[A run of rows]

-------

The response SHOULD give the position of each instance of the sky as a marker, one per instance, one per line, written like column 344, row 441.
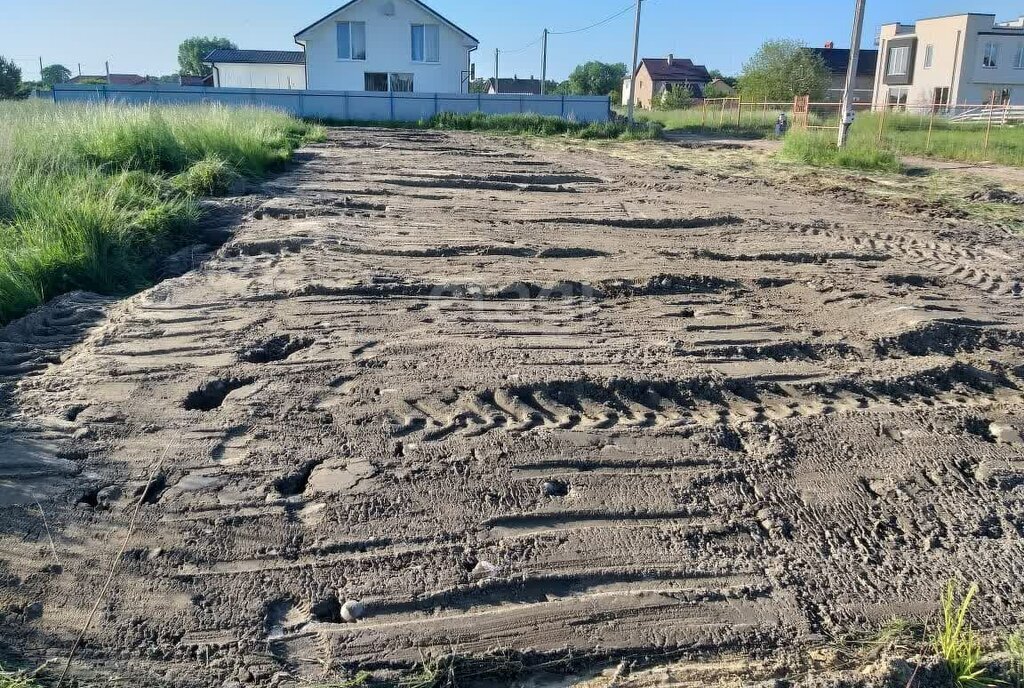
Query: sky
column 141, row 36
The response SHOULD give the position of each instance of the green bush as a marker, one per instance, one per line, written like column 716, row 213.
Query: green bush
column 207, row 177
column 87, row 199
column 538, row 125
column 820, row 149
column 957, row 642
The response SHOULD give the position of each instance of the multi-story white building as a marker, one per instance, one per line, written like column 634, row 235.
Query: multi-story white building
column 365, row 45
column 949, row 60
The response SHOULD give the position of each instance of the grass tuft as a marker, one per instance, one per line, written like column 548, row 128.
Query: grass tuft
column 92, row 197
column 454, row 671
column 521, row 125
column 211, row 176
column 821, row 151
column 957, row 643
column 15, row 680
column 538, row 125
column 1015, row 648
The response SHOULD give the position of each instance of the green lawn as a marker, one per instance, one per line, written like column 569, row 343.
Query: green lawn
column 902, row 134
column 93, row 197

-------

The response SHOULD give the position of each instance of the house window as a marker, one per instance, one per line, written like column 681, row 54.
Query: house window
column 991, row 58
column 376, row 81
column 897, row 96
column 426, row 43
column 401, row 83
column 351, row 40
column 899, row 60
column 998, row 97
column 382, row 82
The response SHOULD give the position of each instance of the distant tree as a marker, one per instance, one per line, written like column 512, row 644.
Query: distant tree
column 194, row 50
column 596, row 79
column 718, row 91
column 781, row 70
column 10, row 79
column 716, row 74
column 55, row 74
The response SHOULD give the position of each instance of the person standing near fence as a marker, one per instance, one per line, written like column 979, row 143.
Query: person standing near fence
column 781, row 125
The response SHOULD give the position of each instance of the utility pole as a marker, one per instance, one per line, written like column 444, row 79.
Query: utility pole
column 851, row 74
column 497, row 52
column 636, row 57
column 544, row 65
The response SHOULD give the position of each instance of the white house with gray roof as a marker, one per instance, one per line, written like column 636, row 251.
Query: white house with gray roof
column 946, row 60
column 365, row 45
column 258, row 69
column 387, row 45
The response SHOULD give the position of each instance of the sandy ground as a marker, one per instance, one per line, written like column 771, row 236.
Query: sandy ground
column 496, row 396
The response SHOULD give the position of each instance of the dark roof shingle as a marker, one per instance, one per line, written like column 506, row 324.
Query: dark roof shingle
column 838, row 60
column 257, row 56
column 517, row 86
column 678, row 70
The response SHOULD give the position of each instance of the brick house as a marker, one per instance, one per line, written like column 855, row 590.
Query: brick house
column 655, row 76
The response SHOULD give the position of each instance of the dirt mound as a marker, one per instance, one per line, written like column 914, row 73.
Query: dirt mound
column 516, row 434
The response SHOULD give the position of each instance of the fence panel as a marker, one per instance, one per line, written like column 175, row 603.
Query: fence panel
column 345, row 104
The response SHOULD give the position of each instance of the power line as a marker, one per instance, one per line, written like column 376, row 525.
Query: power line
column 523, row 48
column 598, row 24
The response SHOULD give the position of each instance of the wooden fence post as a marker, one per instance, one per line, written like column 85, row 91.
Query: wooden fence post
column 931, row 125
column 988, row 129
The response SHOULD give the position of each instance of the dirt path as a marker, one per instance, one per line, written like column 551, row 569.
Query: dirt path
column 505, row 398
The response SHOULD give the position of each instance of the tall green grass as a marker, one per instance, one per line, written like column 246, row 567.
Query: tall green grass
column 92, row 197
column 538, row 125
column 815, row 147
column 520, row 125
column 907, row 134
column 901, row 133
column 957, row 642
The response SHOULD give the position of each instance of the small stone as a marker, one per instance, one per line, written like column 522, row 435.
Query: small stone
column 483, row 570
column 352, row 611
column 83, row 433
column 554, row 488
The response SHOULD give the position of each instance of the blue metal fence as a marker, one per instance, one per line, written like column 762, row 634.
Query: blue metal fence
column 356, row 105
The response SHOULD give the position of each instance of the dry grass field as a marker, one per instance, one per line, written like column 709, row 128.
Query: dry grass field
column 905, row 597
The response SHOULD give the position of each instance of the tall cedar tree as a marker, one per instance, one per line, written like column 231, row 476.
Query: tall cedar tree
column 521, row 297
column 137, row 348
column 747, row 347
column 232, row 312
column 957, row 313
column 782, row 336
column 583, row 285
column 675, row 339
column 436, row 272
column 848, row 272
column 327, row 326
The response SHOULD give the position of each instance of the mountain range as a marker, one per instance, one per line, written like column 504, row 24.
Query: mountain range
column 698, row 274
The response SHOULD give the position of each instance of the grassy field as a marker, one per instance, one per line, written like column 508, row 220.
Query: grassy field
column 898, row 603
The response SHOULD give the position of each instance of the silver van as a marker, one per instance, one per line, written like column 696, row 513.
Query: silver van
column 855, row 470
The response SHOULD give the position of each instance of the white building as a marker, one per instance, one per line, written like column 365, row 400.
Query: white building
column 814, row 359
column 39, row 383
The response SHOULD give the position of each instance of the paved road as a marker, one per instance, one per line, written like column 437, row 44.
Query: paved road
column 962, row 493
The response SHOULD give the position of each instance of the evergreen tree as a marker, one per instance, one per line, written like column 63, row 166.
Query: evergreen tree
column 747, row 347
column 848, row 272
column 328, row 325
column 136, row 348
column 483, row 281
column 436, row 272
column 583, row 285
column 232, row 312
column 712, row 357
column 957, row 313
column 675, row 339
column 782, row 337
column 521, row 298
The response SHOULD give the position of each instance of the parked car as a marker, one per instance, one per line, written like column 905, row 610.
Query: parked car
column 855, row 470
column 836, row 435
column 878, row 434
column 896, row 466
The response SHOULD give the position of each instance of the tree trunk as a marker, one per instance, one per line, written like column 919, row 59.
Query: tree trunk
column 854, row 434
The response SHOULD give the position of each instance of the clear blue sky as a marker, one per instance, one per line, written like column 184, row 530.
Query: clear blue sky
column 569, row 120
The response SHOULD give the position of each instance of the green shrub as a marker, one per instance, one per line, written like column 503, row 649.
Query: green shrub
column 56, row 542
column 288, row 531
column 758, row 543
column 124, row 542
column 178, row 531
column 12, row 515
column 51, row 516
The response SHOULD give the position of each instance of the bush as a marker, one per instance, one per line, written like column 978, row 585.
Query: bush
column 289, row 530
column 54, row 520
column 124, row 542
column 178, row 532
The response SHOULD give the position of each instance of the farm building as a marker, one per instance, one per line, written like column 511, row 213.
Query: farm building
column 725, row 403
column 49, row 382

-------

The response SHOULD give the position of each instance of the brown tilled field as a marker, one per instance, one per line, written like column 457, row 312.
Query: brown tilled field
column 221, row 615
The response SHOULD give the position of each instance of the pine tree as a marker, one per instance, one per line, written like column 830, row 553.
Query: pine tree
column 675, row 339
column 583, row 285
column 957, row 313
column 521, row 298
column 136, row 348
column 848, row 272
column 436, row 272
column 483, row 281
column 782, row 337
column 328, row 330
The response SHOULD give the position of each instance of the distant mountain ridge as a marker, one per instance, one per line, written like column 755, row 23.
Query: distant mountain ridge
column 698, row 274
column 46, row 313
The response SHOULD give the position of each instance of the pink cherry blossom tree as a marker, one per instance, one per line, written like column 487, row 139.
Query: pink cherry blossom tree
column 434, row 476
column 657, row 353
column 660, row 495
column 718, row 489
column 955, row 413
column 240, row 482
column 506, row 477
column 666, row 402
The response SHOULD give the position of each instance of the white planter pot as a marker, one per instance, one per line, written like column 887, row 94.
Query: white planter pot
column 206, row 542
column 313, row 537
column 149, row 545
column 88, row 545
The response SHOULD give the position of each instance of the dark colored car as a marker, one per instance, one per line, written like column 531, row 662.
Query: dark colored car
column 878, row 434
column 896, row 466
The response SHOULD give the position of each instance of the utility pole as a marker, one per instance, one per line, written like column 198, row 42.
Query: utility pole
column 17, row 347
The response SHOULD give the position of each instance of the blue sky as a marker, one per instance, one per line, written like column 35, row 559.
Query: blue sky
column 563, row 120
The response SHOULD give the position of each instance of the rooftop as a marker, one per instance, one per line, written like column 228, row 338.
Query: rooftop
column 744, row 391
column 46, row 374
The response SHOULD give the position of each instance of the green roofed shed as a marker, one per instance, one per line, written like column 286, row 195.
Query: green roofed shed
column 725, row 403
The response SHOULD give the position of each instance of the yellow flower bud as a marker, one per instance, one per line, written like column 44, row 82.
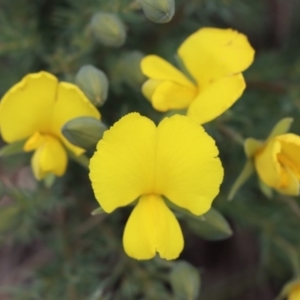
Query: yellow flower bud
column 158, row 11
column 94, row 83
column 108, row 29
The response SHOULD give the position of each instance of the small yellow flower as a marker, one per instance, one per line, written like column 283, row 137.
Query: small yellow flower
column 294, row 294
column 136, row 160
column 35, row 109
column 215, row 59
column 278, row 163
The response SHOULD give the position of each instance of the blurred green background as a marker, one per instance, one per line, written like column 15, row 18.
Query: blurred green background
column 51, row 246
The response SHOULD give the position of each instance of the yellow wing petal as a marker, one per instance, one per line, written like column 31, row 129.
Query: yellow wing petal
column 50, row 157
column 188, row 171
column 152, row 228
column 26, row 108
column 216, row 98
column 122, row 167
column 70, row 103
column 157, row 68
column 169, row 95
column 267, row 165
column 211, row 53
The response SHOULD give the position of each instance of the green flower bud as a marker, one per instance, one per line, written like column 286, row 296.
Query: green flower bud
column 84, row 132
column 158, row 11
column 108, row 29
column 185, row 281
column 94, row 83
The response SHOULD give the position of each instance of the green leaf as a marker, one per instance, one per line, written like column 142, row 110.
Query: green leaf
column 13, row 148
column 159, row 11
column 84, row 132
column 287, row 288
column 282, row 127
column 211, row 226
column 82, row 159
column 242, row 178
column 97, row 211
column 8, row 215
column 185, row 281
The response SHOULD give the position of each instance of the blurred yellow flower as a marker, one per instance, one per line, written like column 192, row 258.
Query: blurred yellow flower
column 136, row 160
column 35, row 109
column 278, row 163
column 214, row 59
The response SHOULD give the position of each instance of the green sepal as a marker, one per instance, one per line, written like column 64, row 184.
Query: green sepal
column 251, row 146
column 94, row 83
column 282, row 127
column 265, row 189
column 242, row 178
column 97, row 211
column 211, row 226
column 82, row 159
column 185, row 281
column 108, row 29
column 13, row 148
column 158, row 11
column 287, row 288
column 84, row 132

-------

Written request
Can you rewrite the lines from the one containing "634, row 235." through the one containing "column 949, row 60", changing "multi-story white building" to "glass office tower" and leaving everything else untouched?

Finished task
The response SHOULD give the position of each instance of the glass office tower as a marker, one per instance, one per line, written like column 634, row 235.
Query: glass office tower
column 365, row 45
column 949, row 60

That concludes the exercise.